___ THE RECORDS ___

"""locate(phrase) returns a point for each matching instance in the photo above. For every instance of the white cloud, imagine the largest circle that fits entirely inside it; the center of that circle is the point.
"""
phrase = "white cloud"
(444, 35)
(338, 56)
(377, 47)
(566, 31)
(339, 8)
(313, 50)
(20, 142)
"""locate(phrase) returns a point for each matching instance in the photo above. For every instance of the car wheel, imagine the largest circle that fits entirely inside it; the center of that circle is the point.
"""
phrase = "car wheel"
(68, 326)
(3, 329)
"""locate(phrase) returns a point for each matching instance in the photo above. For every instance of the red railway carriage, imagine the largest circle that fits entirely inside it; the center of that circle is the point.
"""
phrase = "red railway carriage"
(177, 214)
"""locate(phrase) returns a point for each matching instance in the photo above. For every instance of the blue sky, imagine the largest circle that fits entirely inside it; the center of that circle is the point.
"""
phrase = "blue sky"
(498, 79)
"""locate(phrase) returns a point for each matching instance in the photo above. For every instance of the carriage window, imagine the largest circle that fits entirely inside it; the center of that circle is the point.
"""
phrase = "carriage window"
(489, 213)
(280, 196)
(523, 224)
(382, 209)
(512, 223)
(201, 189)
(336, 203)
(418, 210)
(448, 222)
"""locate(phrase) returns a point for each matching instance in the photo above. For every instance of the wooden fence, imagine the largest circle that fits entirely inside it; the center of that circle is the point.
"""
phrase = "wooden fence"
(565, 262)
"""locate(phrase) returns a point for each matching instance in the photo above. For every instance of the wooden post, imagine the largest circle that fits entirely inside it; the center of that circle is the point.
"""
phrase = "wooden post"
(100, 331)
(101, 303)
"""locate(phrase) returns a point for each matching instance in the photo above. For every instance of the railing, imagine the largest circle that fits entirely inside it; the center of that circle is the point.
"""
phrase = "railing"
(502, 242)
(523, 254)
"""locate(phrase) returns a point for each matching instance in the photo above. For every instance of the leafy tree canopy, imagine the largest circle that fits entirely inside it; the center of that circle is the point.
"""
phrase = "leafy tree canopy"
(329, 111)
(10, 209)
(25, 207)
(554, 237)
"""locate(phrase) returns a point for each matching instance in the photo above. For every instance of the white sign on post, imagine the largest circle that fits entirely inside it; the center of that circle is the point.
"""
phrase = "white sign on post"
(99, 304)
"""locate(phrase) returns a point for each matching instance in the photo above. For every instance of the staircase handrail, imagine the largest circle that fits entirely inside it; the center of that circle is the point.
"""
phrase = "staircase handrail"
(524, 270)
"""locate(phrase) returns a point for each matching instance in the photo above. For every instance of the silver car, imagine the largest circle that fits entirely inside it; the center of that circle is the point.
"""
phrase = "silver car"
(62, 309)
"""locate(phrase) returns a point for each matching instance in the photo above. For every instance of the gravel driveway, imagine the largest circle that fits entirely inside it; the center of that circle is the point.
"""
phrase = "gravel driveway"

___

Could you convert all the items above into a numbered list, one line per number, with any blank lines left out?

1. """locate(phrase) returns a point for each matching instance in the photo above. For every instance of the white cloud, imagine the largest circle that fits entirely inside it; the center of that circle is the point.
2. """
3. phrase = "white cloud"
4. (444, 35)
5. (338, 56)
6. (377, 47)
7. (566, 31)
8. (339, 8)
9. (313, 50)
10. (20, 142)
11. """locate(phrase) returns a point for each matching instance in the photo above. For every instance of the car wheel, imagine the largest circle that fits entirely inside it; the center of that circle is the point.
12. """
13. phrase = "car wheel"
14. (68, 326)
15. (3, 329)
16. """locate(phrase) returns a point for each matching instance in the photo above. For every instance of the red railway carriage, imagine the largest circle that fits entirely inside it; the center of that circle is the point.
17. """
18. phrase = "red railway carriage"
19. (177, 214)
20. """locate(phrase) returns a point for each matching instance in the photo above. For every instance of the blue sky, imagine the largest circle that fits entirely inside it; the center of that circle is the point.
21. """
22. phrase = "blue sky"
23. (498, 79)
24. """locate(phrase) returns a point for each matching instance in the photo above. For every instance of the carriage window, imagine the largest circle that fits entirely inside it; the center of that circle is the point.
25. """
26. phrase = "carriage window"
27. (489, 213)
28. (280, 196)
29. (523, 224)
30. (382, 209)
31. (512, 223)
32. (201, 189)
33. (336, 203)
34. (418, 210)
35. (448, 222)
36. """locate(phrase) returns a point for each matching instance in the photo above. For every instance of the wooden fence, imagine the largest circle that fits entirely inside it; the center of that circle is the point.
37. """
38. phrase = "wooden fence"
39. (565, 262)
40. """locate(phrase) returns a point for each matching instance in the photo above. For every instance of the wooden post, imagine the largest circle that fits entirely inside it; the center of that circle is the point.
41. """
42. phrase = "wooden post"
43. (100, 331)
44. (101, 303)
45. """locate(phrase) returns a point for each matching instance in the photo above. For every instance of the railing, imagine the largest circle that fits entirely inside it; the center of that circle is the point.
46. """
47. phrase = "railing"
48. (502, 242)
49. (523, 254)
50. """locate(phrase) returns a point for each matching instance in the photo above. For every instance of the leafy tree canopy, imagine the largest circle that fits entirely inside it; the center of that circle is the point.
51. """
52. phrase = "leafy tree canopy"
53. (329, 111)
54. (10, 209)
55. (25, 207)
56. (554, 237)
57. """locate(phrase) returns a point for each matching instance in the photo above. For every instance of the white sign on post, imagine the largest circle that fits entirely inside it; the center of that circle is the point.
58. """
59. phrase = "white sign on post"
60. (99, 304)
61. """locate(phrase) returns a point for each matching instance in the photo above. For every instance of the staircase handrail, imagine the largest circle that fits entirely inside it; the center of that circle is the point.
62. """
63. phrase = "staircase handrail"
64. (524, 270)
65. """locate(phrase) returns a point for each matching instance in the photo above. For every instance of the silver car, imagine the largest circle that fits entirely inside it; the center of that circle is the point.
66. """
67. phrase = "silver car"
68. (62, 309)
69. """locate(phrase) returns a point for each matching instance in the photo above. For every instance of the gravel driveway, imagine the largest circle that fits entirely inside it; the center of that circle is the point.
70. """
71. phrase = "gravel driveway"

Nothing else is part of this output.